- TASK PROMPT: For each line below that includes the string "surface", show the whole line.

(Natural language region descriptions)

######

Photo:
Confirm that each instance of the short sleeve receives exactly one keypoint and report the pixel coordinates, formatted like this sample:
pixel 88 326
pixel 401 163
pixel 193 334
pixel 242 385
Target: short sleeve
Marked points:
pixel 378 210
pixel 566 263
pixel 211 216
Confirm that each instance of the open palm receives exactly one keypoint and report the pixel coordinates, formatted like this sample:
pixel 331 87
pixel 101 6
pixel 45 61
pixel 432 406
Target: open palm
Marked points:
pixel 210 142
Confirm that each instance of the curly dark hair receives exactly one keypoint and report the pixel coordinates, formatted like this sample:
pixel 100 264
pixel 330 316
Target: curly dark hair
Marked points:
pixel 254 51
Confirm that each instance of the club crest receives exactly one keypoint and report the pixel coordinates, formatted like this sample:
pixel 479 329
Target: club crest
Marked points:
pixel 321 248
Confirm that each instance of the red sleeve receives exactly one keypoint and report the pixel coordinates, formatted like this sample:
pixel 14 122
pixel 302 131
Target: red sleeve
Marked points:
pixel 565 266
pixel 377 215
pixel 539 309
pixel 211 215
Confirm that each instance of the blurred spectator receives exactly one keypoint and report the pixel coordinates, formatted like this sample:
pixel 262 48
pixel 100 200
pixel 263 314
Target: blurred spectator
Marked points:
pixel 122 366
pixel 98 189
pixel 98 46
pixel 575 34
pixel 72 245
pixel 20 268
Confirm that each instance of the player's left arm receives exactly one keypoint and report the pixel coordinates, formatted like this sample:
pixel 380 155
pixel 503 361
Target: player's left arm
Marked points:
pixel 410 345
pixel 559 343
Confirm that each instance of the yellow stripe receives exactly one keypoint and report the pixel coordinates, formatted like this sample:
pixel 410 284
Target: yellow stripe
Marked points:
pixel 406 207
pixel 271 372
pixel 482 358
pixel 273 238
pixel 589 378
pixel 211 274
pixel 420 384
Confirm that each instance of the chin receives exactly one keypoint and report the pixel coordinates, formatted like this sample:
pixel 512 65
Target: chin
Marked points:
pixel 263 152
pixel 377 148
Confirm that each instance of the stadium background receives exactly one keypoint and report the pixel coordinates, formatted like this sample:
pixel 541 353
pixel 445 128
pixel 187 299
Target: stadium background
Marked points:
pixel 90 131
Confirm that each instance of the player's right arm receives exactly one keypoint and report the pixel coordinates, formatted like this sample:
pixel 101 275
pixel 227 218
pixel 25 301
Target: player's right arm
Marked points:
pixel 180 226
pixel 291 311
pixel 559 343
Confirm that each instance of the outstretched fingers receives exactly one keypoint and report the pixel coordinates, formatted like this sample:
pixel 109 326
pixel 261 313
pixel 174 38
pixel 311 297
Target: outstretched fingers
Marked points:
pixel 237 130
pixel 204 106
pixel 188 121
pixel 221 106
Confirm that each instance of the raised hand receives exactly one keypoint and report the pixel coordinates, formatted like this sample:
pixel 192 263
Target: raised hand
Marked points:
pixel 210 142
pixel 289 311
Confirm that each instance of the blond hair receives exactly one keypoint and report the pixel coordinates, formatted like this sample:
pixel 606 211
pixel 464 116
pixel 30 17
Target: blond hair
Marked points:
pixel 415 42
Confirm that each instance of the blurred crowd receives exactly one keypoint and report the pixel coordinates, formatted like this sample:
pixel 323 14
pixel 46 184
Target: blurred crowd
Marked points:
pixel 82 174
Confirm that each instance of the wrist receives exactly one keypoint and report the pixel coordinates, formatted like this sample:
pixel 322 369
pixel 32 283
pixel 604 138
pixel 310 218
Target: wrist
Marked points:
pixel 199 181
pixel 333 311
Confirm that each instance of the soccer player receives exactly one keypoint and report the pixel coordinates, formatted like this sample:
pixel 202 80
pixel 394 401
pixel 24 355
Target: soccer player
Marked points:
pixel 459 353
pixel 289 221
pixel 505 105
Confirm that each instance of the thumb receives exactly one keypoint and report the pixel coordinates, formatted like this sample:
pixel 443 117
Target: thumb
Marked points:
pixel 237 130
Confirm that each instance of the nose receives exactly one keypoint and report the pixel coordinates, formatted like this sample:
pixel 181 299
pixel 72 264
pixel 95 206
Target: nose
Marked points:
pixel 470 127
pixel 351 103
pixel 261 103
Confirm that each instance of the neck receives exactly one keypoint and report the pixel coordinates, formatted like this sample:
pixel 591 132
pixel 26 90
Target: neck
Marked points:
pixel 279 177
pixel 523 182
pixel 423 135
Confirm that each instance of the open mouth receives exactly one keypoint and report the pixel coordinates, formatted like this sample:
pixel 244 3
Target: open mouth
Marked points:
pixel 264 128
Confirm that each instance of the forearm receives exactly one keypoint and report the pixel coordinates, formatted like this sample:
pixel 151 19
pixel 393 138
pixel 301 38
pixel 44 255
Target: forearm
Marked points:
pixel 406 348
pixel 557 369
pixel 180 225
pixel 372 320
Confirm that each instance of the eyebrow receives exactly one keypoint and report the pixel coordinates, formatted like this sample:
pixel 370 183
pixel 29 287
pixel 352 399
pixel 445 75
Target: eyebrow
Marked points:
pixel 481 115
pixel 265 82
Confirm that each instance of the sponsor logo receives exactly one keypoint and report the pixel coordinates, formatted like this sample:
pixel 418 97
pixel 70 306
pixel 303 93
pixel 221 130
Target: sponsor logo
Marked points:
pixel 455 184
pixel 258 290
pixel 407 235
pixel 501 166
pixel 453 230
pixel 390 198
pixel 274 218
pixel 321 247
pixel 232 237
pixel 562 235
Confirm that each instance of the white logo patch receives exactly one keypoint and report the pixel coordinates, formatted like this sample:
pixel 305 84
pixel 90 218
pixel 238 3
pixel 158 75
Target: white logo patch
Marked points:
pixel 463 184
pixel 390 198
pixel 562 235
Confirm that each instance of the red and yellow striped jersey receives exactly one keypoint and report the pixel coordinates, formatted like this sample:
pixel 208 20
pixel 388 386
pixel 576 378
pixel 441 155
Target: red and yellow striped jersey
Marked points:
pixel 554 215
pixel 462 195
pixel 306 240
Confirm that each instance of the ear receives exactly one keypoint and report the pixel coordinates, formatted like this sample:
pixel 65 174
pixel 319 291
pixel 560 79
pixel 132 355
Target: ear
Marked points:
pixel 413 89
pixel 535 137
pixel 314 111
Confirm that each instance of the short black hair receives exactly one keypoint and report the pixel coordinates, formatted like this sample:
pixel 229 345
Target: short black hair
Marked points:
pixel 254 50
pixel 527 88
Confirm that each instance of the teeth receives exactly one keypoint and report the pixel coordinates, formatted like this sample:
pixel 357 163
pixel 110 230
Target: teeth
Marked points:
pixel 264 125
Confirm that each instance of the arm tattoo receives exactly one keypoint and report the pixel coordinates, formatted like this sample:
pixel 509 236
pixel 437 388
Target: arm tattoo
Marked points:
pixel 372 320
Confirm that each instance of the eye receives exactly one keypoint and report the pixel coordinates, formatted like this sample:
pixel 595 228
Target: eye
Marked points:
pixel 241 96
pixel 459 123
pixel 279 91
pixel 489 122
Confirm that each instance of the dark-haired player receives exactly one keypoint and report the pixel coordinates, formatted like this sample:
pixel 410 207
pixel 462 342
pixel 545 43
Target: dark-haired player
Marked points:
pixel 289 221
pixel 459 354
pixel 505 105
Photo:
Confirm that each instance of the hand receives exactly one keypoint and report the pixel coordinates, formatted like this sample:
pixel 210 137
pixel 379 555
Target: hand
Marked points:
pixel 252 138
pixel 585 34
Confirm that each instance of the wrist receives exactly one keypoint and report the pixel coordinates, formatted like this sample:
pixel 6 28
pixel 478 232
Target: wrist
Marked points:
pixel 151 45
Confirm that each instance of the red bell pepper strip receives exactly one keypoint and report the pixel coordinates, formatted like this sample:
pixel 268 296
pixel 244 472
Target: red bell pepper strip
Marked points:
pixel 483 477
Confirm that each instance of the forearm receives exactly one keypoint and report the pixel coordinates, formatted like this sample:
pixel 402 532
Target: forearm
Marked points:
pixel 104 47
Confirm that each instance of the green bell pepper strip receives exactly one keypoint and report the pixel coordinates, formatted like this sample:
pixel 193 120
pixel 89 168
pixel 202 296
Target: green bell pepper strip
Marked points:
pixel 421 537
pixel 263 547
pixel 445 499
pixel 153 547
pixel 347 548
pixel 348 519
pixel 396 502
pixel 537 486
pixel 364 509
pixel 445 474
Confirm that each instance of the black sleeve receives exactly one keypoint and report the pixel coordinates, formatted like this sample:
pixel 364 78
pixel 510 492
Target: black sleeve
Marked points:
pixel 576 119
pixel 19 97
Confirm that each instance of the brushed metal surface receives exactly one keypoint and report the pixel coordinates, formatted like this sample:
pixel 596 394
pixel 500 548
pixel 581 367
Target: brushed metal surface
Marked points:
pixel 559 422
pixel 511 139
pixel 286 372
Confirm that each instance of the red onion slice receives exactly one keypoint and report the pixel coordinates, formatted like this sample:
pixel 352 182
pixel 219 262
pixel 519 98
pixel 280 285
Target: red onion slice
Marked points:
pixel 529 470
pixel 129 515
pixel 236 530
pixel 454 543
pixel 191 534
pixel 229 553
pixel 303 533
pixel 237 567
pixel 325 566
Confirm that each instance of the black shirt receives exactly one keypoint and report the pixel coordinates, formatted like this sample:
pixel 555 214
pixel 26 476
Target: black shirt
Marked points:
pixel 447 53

######

- ANSWER BOX:
Confirm that each instance of the brushed metal surface receives exactly one keypoint and report the pixel coordinates, formatted like this sample:
Target: brushed metal surface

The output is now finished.